TASK DIRECTIONS »
Repeat the records exactly. Leave out the pictures.

THE INPUT »

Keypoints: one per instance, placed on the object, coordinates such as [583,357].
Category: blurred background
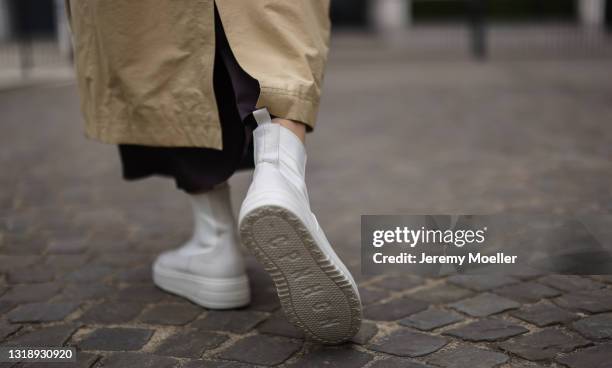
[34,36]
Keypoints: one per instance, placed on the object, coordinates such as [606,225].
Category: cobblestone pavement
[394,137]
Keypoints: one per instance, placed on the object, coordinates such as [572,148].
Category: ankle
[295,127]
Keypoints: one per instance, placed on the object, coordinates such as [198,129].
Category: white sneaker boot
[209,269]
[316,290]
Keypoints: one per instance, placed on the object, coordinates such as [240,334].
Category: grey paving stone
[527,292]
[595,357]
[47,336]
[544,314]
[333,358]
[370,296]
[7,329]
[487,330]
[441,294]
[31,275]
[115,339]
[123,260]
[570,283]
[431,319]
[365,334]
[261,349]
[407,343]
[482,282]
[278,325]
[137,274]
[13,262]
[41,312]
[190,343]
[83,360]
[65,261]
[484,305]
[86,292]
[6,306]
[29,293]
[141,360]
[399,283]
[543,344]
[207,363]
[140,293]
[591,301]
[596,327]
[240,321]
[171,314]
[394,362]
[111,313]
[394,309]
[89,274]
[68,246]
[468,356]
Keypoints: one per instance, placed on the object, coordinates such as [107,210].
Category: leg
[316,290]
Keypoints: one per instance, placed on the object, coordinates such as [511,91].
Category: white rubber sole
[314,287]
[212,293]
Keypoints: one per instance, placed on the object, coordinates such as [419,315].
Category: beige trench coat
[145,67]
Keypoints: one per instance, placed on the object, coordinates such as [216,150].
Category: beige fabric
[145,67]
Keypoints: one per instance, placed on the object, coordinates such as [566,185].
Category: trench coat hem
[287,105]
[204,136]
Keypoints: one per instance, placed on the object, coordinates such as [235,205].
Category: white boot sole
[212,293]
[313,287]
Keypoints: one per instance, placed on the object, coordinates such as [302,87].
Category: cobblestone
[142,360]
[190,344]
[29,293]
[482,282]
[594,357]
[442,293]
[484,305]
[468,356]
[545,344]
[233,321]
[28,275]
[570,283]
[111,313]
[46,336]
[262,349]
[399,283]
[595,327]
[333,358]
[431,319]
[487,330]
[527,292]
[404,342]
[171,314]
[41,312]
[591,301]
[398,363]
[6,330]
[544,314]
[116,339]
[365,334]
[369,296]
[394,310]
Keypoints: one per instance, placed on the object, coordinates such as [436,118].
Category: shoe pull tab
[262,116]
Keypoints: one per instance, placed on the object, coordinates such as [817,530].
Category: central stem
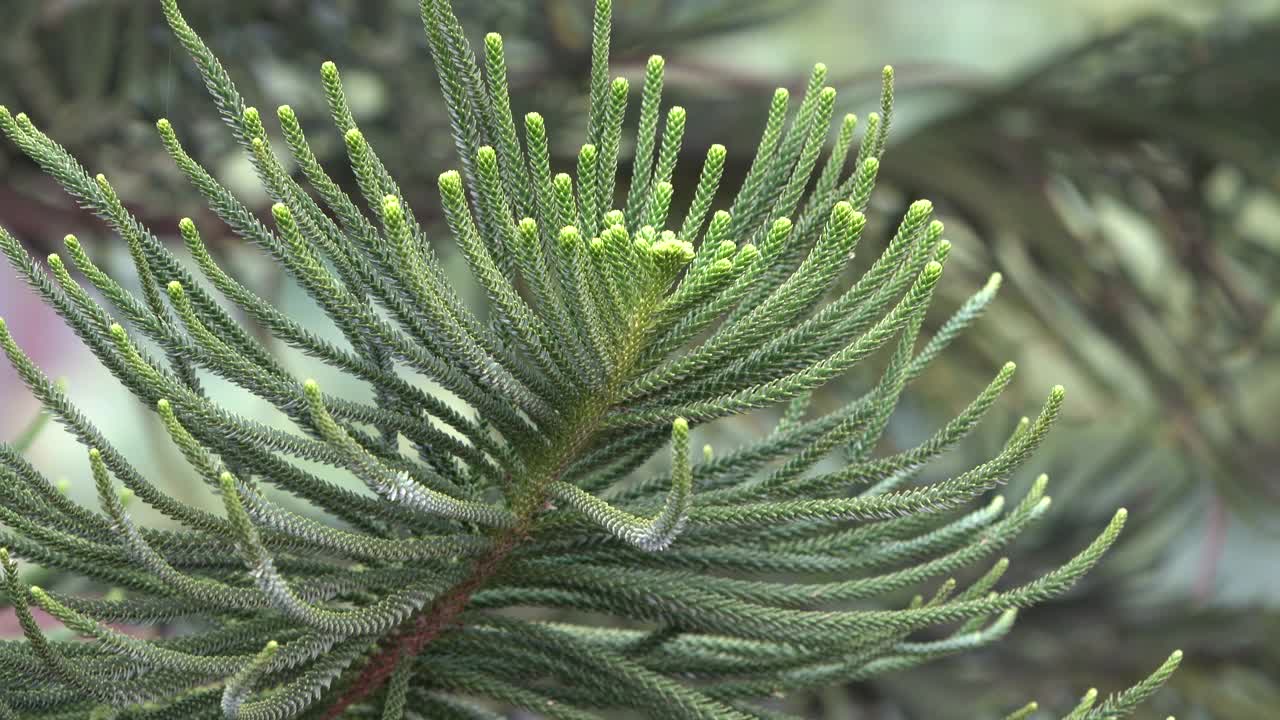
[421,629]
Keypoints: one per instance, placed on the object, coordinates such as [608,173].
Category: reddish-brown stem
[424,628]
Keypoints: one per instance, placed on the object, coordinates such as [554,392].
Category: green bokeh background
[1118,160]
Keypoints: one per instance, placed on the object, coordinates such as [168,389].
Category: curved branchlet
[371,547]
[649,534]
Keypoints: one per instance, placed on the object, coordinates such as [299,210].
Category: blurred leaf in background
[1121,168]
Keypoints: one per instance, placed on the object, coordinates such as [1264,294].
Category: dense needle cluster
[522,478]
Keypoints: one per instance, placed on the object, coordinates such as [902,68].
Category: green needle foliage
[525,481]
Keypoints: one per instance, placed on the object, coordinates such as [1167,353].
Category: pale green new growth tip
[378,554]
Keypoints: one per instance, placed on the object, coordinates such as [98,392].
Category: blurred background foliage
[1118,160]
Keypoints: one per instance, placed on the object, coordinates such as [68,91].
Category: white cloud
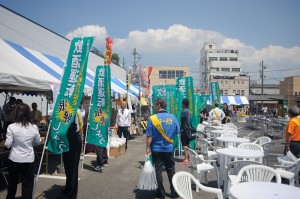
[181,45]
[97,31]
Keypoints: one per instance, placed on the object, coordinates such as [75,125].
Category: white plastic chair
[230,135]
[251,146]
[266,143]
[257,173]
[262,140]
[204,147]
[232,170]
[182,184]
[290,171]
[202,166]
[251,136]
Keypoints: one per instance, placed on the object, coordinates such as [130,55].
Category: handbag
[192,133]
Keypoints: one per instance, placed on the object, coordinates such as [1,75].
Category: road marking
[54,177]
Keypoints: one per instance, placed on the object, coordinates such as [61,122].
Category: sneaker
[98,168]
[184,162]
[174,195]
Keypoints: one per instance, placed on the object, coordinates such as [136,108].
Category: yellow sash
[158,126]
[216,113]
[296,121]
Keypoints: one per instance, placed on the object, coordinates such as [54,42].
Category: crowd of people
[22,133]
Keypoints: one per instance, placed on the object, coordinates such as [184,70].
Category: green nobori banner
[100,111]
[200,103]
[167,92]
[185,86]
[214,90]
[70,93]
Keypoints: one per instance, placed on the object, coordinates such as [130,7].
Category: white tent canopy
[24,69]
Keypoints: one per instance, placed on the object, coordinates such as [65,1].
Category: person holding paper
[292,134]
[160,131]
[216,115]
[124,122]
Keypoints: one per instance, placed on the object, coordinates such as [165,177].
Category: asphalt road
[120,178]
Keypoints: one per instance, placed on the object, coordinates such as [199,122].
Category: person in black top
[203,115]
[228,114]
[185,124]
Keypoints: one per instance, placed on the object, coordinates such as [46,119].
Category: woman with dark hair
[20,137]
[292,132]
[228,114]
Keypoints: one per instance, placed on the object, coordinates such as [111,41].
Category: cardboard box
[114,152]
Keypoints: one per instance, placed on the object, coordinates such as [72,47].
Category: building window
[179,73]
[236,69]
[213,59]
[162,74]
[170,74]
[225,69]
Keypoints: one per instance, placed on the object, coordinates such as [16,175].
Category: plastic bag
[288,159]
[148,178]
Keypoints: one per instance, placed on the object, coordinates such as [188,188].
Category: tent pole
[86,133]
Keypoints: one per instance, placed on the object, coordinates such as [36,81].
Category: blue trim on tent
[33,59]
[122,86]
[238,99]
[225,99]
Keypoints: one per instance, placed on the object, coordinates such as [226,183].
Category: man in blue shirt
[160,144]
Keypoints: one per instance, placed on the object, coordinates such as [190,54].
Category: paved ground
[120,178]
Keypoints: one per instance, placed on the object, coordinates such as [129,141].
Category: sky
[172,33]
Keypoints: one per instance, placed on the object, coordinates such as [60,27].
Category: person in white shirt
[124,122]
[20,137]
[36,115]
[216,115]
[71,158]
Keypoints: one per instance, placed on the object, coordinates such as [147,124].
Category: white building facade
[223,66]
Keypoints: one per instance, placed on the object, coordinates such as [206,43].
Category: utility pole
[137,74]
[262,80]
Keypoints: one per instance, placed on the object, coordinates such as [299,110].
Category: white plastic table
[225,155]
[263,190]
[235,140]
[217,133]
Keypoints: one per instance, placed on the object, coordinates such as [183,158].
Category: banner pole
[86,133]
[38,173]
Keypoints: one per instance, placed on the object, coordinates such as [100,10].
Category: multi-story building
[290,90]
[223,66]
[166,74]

PROBLEM SOLUTION »
Keypoints: one per instance, placed on the object, coordinates such as [583,357].
Category: blurred background
[34,36]
Keypoints: one per instance, placed on the object, coordinates such as [606,225].
Category: cobblestone pavement
[394,137]
Keypoints: one per instance, placed on the object, coordinates such as [572,148].
Category: ankle
[295,127]
Keypoints: one per instance, placed on the object, coordinates such as [198,129].
Category: white sneaker boot
[209,269]
[316,290]
Keypoints: one per instance, placed on the object, coordinates such as [240,334].
Category: grey paving stone
[527,292]
[595,357]
[47,336]
[544,314]
[333,358]
[370,296]
[7,329]
[487,330]
[441,294]
[31,275]
[115,339]
[123,260]
[570,283]
[431,319]
[365,334]
[261,349]
[407,343]
[482,282]
[278,325]
[137,274]
[13,262]
[41,312]
[190,343]
[83,360]
[65,261]
[484,305]
[86,292]
[6,306]
[29,293]
[141,360]
[399,283]
[543,344]
[207,363]
[140,293]
[591,301]
[596,327]
[240,321]
[171,314]
[394,362]
[111,313]
[394,309]
[89,274]
[68,246]
[468,356]
Keypoints: one per instance, placed on the object, coordinates such as [107,210].
Category: leg
[316,290]
Keypoints: one per instance, placed on the object, coordinates such as [511,91].
Category: white rubber sole
[314,287]
[212,293]
Keypoints: one per instance, placed on the object, coordinates such as [419,315].
Category: beige trench coat
[145,67]
Keypoints: one per instance, placed on the object, coordinates such as [216,150].
Category: beige fabric
[145,67]
Keypoints: one per instance, placed on the object, coordinates such as [566,185].
Category: trench coat hem
[287,105]
[204,136]
Keypoints: one per instance, placed on the object, coordinates such as [235,205].
Category: white boot sole
[212,293]
[313,287]
Keypoints: one per instance, placed on the object, coordinates such as [302,87].
Category: cobblestone
[142,360]
[190,344]
[29,293]
[482,282]
[594,357]
[442,293]
[484,305]
[468,356]
[545,344]
[233,321]
[28,275]
[570,283]
[111,313]
[46,336]
[262,349]
[399,283]
[595,327]
[333,358]
[431,319]
[487,330]
[527,292]
[404,342]
[171,314]
[41,312]
[591,301]
[398,363]
[6,330]
[544,314]
[116,339]
[365,334]
[369,296]
[394,310]
Keypoints: one per instance, placed on the object, coordinates such as [436,118].
Category: shoe pull tab
[262,116]
Keypoints: one per instance, placed on the object, coordinates such as [817,530].
Category: central stem
[421,629]
Keypoints: one per instance, placed on the object, coordinates such as [608,173].
Category: reddish-brown stem
[424,628]
Keypoints: one per instance, placed on the object, coordinates such as [554,392].
Category: green bokeh background
[1118,160]
Keypoints: one per instance, placed on the object, coordinates such as [168,389].
Category: curved branchlet
[371,547]
[649,534]
Keypoints: one per instance, placed on the object, coordinates such as [299,210].
Category: blurred leaf in background
[1121,168]
Keypoints: one per instance, placed on the object, coordinates such as [1264,294].
Category: dense needle cluster
[522,478]
Keypoints: one per instance, placed on the object, coordinates such as [902,68].
Category: green needle foliage
[525,481]
Keypoints: one per instance, placed on the object, coordinates such as [1167,353].
Category: pale green new growth tip
[378,554]
Keypoints: one per instance, placed on the object, coordinates such as [98,392].
Category: blurred background foliage
[1118,160]
Keypoints: one per instance, placed on the object, coordinates such as [68,91].
Category: white cloud
[181,45]
[97,31]
Keypoints: one per instance, placed on the object, coordinates such as [75,125].
Category: white plastic chair
[230,135]
[251,146]
[266,143]
[257,173]
[262,140]
[204,147]
[232,170]
[182,184]
[290,171]
[202,166]
[251,136]
Keypoints: one per instance, placed on the object, coordinates such as [130,55].
Category: handbag
[192,133]
Keypoints: one per instance, placed on the object, coordinates such as [1,75].
Category: road marking
[54,177]
Keypoints: one per instance, placed on the object, coordinates such as [61,122].
Category: sneaker
[98,168]
[184,162]
[174,195]
Keypoints: one per instance, placed on the object, coordinates such as [136,108].
Category: yellow sash
[158,126]
[216,113]
[296,121]
Keypoints: one per instance, placed on the object, coordinates such as [54,42].
Category: crowd of people
[22,133]
Keypoints: one per instance, placed on the object, coordinates such as [184,70].
Category: green nobori banner
[100,111]
[200,103]
[167,92]
[185,86]
[214,90]
[70,93]
Keypoints: one per instance, placed on the object, coordinates such as [130,7].
Category: white tent canopy
[24,69]
Keypoints: one per instance, placed on the object, coordinates such as [65,1].
Category: person holding paper
[292,134]
[160,131]
[216,115]
[124,122]
Keypoints: one per instance, placed on the object, coordinates such as [165,177].
Category: asphalt road
[120,178]
Keypoints: one per instance, placed on the object, coordinates such as [199,122].
Category: person in black top
[203,115]
[228,114]
[185,124]
Keypoints: one per instance, placed on the object, coordinates such as [46,119].
Category: woman with dark hair
[20,137]
[292,132]
[228,114]
Keypoints: one per instance, placed on the object, coordinates such as [111,41].
Category: cardboard box
[114,152]
Keypoints: one per instance, placed on the object, coordinates such as [72,47].
Category: building window
[179,73]
[236,69]
[213,59]
[162,74]
[170,74]
[225,69]
Keypoints: one per instance, placed on the object, coordinates such as [16,175].
Category: plastic bag
[288,159]
[148,178]
Keypoints: one per instance, placed on the object, coordinates such as [188,188].
Category: tent pole
[86,133]
Keypoints: one per instance, placed on the object, coordinates such as [36,81].
Category: blue trim on tent
[33,59]
[122,86]
[238,99]
[225,99]
Keypoints: one per instance, placed on the object, coordinates such as [226,183].
Category: man in blue shirt
[160,144]
Keypoints: one per instance, placed on the object, coordinates such as [190,54].
Category: paved ground
[120,178]
Keypoints: one per instance, placed on the object, coordinates such as [129,141].
Category: sky
[172,33]
Keypoints: one per instance, placed on the object, coordinates such as [60,27].
Category: person in white shirt
[124,122]
[20,137]
[36,115]
[216,115]
[71,158]
Keypoints: one per instance, placed on the object, coordinates such as [147,124].
Category: white building facade
[223,66]
Keypoints: one per instance, placed on the object, coordinates such as [206,43].
Category: utility pole
[137,74]
[262,80]
Keypoints: one per instance, placed on the object, coordinates such as [299,110].
Category: white plastic table
[225,155]
[263,190]
[235,140]
[217,133]
Keypoints: one per instance, placed on the object, coordinates such as [183,158].
Category: banner pole
[86,133]
[38,173]
Keypoints: one per instance, placed on the object, coordinates such as [100,10].
Category: multi-story building
[290,90]
[223,66]
[166,74]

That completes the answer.